─── Data to process ───

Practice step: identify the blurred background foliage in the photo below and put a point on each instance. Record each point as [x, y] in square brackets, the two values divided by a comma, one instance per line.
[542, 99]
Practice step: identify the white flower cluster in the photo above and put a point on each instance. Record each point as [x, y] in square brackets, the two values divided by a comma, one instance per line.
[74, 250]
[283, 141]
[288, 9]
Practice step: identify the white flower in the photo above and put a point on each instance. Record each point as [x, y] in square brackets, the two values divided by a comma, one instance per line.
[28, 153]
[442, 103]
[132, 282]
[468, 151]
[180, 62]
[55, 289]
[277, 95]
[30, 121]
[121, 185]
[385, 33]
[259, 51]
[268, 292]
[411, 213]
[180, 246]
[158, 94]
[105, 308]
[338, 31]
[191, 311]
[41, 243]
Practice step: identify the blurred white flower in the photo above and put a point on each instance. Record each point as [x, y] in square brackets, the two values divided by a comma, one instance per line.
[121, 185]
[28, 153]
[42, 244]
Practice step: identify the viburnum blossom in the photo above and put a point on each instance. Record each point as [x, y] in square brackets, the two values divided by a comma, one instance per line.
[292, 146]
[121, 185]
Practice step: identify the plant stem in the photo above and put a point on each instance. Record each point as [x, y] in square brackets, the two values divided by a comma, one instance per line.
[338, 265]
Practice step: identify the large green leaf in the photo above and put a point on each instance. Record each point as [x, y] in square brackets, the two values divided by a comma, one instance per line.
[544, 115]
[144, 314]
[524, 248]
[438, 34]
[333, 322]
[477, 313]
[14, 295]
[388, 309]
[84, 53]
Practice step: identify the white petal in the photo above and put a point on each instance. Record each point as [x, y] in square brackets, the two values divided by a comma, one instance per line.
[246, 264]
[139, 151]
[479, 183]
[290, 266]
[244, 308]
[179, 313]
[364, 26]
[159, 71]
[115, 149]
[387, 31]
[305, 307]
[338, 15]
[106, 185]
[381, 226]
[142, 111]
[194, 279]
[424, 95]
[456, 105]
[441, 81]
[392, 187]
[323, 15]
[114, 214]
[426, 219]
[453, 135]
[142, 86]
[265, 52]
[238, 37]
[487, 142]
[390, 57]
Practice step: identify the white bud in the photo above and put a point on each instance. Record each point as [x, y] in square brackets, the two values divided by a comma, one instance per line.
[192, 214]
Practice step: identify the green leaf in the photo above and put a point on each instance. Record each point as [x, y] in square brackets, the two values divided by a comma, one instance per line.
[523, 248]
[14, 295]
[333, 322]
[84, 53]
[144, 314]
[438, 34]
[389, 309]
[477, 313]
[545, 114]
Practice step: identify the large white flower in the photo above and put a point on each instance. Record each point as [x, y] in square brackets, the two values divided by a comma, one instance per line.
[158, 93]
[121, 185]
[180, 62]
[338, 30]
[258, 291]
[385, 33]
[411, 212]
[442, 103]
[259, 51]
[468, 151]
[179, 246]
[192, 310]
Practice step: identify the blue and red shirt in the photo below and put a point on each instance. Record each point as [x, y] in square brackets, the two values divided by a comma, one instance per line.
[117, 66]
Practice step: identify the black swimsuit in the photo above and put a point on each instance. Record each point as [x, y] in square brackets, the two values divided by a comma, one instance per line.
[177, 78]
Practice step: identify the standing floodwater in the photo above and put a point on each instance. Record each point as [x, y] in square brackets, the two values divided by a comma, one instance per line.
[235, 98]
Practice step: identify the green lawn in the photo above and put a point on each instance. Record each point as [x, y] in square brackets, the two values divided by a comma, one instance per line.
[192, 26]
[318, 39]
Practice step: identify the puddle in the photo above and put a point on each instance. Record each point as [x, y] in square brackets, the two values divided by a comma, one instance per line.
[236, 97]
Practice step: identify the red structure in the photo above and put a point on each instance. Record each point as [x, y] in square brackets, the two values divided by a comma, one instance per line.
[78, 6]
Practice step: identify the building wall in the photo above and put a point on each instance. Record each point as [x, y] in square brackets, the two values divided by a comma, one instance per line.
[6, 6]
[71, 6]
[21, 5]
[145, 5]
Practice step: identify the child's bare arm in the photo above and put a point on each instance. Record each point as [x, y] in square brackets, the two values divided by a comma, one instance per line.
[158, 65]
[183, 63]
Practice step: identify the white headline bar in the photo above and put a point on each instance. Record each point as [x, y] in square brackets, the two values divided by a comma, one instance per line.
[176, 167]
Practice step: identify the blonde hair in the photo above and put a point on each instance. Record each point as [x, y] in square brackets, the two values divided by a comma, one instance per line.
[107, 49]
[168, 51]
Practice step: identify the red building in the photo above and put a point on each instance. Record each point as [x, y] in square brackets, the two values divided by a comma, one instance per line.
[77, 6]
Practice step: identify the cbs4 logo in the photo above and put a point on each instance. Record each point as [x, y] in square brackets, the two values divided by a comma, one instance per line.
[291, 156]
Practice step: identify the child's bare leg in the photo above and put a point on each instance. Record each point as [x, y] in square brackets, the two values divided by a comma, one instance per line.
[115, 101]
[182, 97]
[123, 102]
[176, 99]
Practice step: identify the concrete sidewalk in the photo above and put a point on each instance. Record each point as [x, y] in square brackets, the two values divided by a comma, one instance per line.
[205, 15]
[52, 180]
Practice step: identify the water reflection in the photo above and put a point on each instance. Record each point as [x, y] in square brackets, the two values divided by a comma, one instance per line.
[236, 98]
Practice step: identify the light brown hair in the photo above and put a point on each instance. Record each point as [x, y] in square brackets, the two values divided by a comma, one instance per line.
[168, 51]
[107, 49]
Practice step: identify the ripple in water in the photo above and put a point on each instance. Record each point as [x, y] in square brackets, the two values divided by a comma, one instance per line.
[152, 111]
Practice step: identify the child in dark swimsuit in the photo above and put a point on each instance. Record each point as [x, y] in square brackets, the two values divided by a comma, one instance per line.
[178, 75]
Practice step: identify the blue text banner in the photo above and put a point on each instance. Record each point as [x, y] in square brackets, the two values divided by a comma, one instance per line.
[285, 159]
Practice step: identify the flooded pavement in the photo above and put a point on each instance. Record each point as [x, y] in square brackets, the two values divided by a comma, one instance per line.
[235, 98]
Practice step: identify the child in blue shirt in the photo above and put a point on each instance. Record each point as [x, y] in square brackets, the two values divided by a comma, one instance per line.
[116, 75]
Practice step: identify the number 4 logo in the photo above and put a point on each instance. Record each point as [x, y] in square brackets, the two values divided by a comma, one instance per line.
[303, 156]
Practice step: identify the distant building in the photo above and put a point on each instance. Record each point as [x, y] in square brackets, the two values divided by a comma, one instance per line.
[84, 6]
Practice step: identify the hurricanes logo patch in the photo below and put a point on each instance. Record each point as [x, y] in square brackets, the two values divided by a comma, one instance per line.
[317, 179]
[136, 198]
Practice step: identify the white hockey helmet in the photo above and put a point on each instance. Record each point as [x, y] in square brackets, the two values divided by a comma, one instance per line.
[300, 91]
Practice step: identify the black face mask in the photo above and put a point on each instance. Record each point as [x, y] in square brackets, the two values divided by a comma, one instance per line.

───

__Direction__. Extract each line from the listing above, please, and repeat it exactly.

__Written solution__.
Practice step: identify the blurred background foliage in the photo below and put a point on each instance. Record each point as [x, y] in square brackets, the two values divided by a comma, one instance per line.
[542, 99]
Practice step: identify the white flower cluster in the photo above and put a point on each instance. Record each point as [x, y] in square brackets, the two values divided by a comma, one instance per line.
[74, 250]
[283, 141]
[288, 9]
Practice step: identify the white flower in the photo above and put a point on each instance. Record each point as [x, y] in square brackets, the two values divided by a comma, one instance per line.
[28, 153]
[442, 103]
[132, 282]
[468, 151]
[180, 62]
[55, 289]
[277, 95]
[30, 121]
[121, 185]
[385, 33]
[259, 51]
[268, 292]
[411, 213]
[180, 246]
[158, 94]
[105, 308]
[338, 31]
[191, 311]
[41, 243]
Practice step: identify the blurred white flower in the photo above and put a point on each instance. Record each point as [x, y] in square brackets, the two values divided by a comma, one instance per line.
[121, 185]
[28, 153]
[42, 244]
Practice step: identify the viburnum blossom in the photo above and put a point on each instance. Record each point as [x, y] in square brackets, the two values divided by a comma, one instance per line.
[292, 146]
[121, 185]
Practice step: identify the plant stem in the photo above and put a point on each instance. Record each point as [x, y] in square brackets, the two values divided by a comma, one instance per line.
[338, 265]
Practice step: identify the large green leaf in the photo above and put a point on each instance. Record each point as [x, y] in square brackets, the two values divided by a comma, one instance per line.
[544, 115]
[144, 314]
[524, 248]
[438, 34]
[333, 322]
[477, 313]
[14, 295]
[388, 309]
[84, 53]
Practice step: identify the white petal in the photo above and put a point on each instance. Record each point as [x, y] in square brackets, the two values divided by a comma, one instance per line.
[246, 264]
[139, 151]
[479, 183]
[290, 266]
[244, 308]
[179, 313]
[364, 26]
[159, 71]
[115, 149]
[387, 31]
[305, 307]
[338, 15]
[106, 185]
[381, 226]
[142, 111]
[194, 279]
[424, 95]
[456, 105]
[441, 81]
[392, 187]
[323, 15]
[114, 214]
[426, 219]
[453, 135]
[142, 86]
[265, 52]
[238, 37]
[487, 142]
[390, 57]
Practice step: identify the white bud in the photo above and put a point on each instance. Record each point as [x, y] in square brackets, the two values divided by a comma, one instance per line.
[192, 214]
Practice step: identify the green leaf in the photo above and put a point on each instance. Record each point as [x, y] in square brackets, the two values divided by a comma, one instance per line.
[523, 248]
[14, 295]
[333, 322]
[84, 53]
[144, 314]
[438, 34]
[389, 309]
[477, 313]
[545, 114]
Practice step: identify the large white flower in the photo above and put a point on each instance. Record each point as [x, y] in square brackets, the two values divided by a comma, one instance per line.
[158, 93]
[121, 185]
[180, 62]
[338, 30]
[258, 291]
[385, 33]
[411, 212]
[442, 103]
[259, 51]
[468, 151]
[179, 246]
[192, 310]
Practice step: identify the blue and red shirt in the photo below and put a point on each instance. Record each point as [x, y] in square brackets, the two values divided by a comma, one instance per line.
[117, 66]
Practice step: identify the black swimsuit in the photo above and put a point on each instance. Record each point as [x, y] in square brackets, the two values divided by a comma, one instance per line.
[177, 78]
Practice step: identify the standing floodwater in the photo above and put a point on each instance. Record each point as [x, y] in square brackets, the two values divided by a comma, one instance per line.
[235, 98]
Practice step: identify the green lawn in the photo above and put a point on each instance. Record each point as [x, y] in square brackets, the two values divided by a comma, one instance per line.
[192, 26]
[318, 39]
Practice step: identify the puddle in the photo above and put a point on each instance. Record each point as [x, y] in square brackets, the two values divided by a comma, one instance per line.
[236, 97]
Practice step: identify the red structure in the photo above and put a point on each instance. Record each point as [x, y] in square brackets, the two values divided by a comma, one instance per line.
[78, 6]
Practice step: identify the building wall in the photo above and put a point on each instance. Record each point as [x, y] in square brackets, the two values divided by a comma, one instance per line.
[6, 6]
[71, 6]
[21, 5]
[145, 5]
Practice step: identify the child's bare arm in the photo above and put a point on each instance. Record each point as [x, y] in square brackets, the two values divided by a comma, one instance per line.
[158, 65]
[183, 63]
Practice step: identify the white headline bar in the photo above and put a point on each instance. Record each point as [x, y] in square brackets, the two values divided by a comma, one instance per line.
[176, 167]
Practice step: identify the blonde hair in the photo above and put a point on each instance. Record each point as [x, y] in square brackets, the two values divided by a comma, one instance per line.
[107, 49]
[168, 51]
Practice step: identify the red building in the photo above and put a point on each instance. Record each point as [x, y] in square brackets, the two values divided by a comma, one instance per line.
[77, 6]
Practice step: identify the cbs4 logo in the photo above and put a point on each instance. Record each point as [x, y] in square brackets, the two values divided by a comma, one instance per line.
[291, 156]
Practice step: identify the child's bare leg in the photo above and put a point on each instance. Record each point as [x, y] in square brackets, the two values divided by a comma, one instance per line.
[115, 101]
[182, 97]
[123, 102]
[176, 99]
Practice step: identify the concrete sidewalk in the photo above and put a point on each instance. Record each point as [x, y] in square brackets, the two values divided by a comma, one instance per line.
[205, 15]
[52, 180]
Practice step: identify the water reflection in the photo above and put a point on each instance. Record each point as [x, y] in square brackets, the two values divided by a comma, one instance per line.
[236, 98]
Practice step: identify the light brown hair in the photo above and put a point on each instance. Record each point as [x, y] in square brackets, the two values divided by a comma, one instance per line.
[168, 51]
[107, 49]
Practice step: identify the ripple in water in the photo above and put a point on each instance. Record each point as [x, y] in square brackets, the two values divided by a comma, one instance per line.
[152, 111]
Practice step: identify the child in dark swimsuit in the photo above and put a point on each instance. Record each point as [x, y] in square brackets, the two values divided by a comma, one instance per line.
[178, 75]
Practice step: identify the blue text banner in the photo above and put a point on each instance. Record each point as [x, y] in square brackets, the two values divided by a comma, one instance per line.
[285, 159]
Practice step: identify the flooded pavement in the photo above and put a point on each instance. Record each point as [x, y] in square brackets, the two values divided by a comma, one instance per line.
[235, 98]
Practice step: identify the child in blue shirt in the photo above and put a point on each instance. Record each point as [x, y] in square brackets, the two values divided by a comma, one instance per line.
[116, 75]
Practice step: identify the number 4 logo in the photo above and put a point on each instance. Record each point as [x, y] in square brackets, the two values divided by a comma, one instance per line.
[303, 156]
Practice step: identify the distant building in the photo above and put a point on each instance. Record each point as [x, y] in square brackets, the two values divided by a comma, one instance per line.
[84, 6]
Practice step: identify the hurricanes logo patch in the photo below and put a point on each instance. Record each point as [x, y] in square brackets, the two values divided by a comma, one instance per line.
[317, 179]
[136, 198]
Practice step: identify the white hockey helmet in the photo above and put a point on each instance. Record each point as [x, y] in square brackets, the two values divided by a comma, one instance per line.
[300, 91]
Practice step: identify the black face mask in the photo above and put a point on each instance. Record each point as [x, y] in square brackets, the two values divided by a comma, one instance per line.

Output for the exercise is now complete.